++++ Dataset content
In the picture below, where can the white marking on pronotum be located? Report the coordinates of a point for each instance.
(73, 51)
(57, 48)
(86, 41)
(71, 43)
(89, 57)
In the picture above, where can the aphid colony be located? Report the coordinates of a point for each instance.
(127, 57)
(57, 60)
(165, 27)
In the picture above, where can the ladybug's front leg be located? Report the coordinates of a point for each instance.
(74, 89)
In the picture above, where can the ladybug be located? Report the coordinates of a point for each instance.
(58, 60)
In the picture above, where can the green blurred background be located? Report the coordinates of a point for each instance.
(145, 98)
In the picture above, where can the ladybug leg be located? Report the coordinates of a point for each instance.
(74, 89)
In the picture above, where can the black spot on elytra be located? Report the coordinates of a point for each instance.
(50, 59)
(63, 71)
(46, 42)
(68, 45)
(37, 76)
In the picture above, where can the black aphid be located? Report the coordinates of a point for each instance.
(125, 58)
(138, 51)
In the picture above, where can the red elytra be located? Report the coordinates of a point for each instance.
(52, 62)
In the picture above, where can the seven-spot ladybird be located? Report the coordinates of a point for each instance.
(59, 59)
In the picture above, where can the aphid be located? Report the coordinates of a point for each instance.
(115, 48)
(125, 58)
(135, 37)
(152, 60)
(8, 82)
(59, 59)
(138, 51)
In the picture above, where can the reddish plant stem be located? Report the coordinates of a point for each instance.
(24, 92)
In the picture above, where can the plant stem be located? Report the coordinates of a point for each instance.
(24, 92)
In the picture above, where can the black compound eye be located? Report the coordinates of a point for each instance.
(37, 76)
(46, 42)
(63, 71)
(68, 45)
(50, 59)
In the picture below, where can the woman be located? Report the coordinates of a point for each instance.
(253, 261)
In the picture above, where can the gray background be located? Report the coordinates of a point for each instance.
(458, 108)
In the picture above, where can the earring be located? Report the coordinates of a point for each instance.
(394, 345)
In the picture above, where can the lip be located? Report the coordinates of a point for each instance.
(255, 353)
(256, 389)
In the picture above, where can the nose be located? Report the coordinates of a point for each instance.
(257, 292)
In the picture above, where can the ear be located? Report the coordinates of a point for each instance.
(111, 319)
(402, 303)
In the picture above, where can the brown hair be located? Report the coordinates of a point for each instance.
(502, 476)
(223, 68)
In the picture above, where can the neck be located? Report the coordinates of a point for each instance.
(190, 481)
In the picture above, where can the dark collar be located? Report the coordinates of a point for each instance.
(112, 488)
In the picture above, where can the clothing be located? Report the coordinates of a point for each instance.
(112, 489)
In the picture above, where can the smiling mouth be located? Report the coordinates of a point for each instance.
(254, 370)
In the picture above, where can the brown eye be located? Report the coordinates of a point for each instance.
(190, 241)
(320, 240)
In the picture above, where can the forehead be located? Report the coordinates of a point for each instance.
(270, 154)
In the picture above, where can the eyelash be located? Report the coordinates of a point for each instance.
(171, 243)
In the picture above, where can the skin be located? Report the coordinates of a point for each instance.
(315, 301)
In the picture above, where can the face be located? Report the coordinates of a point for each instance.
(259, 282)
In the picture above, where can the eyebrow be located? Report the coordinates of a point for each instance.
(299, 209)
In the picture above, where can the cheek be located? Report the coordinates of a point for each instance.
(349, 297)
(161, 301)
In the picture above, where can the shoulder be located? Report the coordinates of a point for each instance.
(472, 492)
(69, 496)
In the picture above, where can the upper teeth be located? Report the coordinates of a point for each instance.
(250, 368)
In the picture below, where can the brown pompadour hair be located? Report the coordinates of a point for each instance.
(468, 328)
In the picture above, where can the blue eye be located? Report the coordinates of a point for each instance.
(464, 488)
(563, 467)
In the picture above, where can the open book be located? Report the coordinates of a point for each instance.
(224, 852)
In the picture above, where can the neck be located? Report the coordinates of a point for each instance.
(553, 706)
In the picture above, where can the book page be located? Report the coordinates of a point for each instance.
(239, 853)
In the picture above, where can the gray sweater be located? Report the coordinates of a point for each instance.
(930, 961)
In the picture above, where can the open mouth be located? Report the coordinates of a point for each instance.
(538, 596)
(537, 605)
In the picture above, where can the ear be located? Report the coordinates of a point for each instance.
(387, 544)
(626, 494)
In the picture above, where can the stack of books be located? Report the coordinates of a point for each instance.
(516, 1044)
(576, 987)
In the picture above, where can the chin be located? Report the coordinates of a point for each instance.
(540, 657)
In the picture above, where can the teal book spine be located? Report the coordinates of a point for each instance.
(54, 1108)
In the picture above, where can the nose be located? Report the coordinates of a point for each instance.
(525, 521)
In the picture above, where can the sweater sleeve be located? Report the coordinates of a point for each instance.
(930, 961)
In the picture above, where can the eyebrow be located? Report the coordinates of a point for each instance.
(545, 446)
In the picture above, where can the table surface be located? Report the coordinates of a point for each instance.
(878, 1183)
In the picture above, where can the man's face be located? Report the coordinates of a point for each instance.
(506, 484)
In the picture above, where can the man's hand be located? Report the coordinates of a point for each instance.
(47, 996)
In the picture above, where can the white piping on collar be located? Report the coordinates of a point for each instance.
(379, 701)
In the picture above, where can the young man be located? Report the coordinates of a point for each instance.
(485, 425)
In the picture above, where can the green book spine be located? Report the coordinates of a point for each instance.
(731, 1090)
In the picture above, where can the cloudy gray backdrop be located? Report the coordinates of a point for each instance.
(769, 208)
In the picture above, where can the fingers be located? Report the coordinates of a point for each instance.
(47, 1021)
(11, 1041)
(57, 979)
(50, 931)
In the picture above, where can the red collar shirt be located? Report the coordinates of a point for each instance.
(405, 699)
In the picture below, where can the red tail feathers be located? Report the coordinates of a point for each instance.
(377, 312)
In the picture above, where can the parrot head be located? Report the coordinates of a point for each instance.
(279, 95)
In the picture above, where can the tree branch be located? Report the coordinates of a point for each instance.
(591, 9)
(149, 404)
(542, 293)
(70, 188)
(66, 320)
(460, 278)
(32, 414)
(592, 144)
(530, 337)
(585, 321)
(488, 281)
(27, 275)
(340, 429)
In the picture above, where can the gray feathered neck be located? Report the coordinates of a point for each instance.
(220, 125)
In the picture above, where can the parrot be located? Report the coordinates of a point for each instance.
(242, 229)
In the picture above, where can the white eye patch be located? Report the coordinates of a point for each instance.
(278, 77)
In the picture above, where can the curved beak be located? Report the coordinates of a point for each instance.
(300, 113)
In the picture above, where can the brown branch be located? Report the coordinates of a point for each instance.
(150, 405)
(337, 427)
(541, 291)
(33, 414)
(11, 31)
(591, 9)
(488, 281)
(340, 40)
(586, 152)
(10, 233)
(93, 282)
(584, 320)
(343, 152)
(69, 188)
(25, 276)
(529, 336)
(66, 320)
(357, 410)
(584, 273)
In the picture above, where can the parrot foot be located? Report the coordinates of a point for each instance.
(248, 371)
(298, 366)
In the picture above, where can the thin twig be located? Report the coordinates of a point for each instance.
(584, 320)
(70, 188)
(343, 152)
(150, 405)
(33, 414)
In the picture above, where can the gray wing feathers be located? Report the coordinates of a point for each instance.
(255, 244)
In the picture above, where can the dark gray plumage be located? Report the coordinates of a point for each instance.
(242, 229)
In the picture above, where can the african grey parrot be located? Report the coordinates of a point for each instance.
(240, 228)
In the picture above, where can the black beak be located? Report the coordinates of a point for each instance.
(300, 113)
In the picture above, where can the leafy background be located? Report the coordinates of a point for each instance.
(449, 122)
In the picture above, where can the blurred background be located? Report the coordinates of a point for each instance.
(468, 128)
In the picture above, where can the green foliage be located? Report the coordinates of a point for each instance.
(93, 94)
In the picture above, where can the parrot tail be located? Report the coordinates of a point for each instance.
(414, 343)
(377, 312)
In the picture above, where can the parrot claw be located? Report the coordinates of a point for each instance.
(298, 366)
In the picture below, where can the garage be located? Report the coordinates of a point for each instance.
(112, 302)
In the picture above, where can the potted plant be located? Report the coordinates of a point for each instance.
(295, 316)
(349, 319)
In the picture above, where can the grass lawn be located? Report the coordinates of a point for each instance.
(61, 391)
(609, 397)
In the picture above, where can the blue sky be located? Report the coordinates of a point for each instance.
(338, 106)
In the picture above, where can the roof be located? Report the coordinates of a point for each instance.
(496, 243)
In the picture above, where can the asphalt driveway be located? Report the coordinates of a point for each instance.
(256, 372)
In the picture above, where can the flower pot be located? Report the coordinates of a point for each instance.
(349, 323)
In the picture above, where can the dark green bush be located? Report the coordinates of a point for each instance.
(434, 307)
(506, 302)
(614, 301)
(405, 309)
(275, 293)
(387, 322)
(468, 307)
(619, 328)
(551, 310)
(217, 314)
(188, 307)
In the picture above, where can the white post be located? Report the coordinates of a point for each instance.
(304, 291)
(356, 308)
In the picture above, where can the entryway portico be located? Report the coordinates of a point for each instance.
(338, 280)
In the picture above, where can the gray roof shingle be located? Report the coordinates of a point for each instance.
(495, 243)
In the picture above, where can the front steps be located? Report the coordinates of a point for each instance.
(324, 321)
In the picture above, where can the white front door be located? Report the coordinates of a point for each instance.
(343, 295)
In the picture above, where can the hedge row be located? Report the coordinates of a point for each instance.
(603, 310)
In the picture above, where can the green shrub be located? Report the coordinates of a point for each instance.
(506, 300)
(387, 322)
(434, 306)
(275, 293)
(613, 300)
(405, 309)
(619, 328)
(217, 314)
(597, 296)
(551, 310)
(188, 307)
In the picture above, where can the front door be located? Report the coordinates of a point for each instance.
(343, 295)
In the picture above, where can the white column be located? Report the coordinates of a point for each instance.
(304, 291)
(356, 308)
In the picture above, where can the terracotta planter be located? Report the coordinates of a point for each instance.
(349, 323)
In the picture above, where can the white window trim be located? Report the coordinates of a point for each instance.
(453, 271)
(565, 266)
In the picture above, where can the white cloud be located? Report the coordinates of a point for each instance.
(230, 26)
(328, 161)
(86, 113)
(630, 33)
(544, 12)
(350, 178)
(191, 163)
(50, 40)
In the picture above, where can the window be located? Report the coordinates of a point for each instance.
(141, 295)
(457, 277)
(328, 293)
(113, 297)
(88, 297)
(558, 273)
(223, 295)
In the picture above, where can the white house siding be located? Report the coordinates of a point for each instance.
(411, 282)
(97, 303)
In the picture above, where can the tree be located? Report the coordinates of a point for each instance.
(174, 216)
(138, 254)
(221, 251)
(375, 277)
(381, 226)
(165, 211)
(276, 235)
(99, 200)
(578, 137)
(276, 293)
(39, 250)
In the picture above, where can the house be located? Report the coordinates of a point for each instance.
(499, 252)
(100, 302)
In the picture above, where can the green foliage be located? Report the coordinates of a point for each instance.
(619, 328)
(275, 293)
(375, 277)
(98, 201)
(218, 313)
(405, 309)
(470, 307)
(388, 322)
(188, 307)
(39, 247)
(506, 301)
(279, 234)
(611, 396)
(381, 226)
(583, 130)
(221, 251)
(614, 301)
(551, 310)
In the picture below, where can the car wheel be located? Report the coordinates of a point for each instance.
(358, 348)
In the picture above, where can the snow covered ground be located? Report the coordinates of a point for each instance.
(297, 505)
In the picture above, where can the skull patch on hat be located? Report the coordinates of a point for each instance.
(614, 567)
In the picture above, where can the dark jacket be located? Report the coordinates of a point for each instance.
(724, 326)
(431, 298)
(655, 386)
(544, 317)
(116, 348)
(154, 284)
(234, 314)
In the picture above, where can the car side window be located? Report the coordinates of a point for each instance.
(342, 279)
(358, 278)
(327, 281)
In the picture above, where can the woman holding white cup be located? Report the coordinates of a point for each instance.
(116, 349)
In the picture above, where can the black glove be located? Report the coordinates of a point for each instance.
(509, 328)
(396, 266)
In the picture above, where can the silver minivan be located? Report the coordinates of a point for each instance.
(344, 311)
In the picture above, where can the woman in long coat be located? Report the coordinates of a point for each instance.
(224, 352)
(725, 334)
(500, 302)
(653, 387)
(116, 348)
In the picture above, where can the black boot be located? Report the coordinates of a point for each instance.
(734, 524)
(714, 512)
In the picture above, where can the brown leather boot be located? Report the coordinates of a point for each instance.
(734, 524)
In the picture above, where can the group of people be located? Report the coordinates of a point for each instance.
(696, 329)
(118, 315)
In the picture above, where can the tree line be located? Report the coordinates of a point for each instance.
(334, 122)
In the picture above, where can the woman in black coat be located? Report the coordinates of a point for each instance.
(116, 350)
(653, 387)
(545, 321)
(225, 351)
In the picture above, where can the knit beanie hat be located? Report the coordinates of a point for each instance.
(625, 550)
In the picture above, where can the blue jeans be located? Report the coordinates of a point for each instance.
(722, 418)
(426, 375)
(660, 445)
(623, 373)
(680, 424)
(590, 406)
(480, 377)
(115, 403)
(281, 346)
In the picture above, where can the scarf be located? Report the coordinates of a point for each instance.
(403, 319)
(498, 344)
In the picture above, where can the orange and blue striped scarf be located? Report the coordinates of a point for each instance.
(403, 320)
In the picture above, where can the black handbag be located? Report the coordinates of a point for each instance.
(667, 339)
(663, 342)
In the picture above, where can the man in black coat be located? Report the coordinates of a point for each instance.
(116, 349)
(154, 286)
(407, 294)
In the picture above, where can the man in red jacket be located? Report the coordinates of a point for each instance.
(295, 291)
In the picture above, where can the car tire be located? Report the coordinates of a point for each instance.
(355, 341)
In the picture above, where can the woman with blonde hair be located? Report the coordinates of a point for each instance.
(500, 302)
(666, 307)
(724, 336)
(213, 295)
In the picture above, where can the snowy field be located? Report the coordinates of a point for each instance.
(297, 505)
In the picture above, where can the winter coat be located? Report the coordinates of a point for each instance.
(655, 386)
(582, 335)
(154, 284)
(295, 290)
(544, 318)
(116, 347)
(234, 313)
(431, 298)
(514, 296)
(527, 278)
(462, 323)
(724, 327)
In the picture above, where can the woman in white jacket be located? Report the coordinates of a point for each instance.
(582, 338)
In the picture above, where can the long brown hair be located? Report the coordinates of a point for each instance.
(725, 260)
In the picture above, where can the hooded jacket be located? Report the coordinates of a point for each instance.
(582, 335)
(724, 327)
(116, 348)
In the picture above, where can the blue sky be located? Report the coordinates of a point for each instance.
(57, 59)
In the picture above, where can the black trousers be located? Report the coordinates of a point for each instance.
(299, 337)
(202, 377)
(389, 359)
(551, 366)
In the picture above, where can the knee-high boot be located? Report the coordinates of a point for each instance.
++++++++
What you are asked to do — From the line containing "In the picture above, where can the woman in white" through the closing line of the material above, return every line exactly and omit all others.

Task result —
In the picture above, where can the woman in white jacket be located? Report the coordinates of a point for each instance.
(582, 338)
In the picture above, where can the long brown hair be located? Report the coordinates of a point for each instance.
(725, 260)
In the picture above, where can the hooded jacket be located? Report the coordinates of a point for each instance.
(582, 335)
(724, 327)
(116, 348)
In the picture above, where can the blue sky be located? Report the coordinates of a point for each instance.
(57, 59)
In the picture above, where can the black trousers be located? Report the coordinates of a point for each instance.
(299, 337)
(202, 377)
(389, 359)
(551, 366)
In the picture above, where can the knee-high boot be located? Report the coordinates of a point for each instance.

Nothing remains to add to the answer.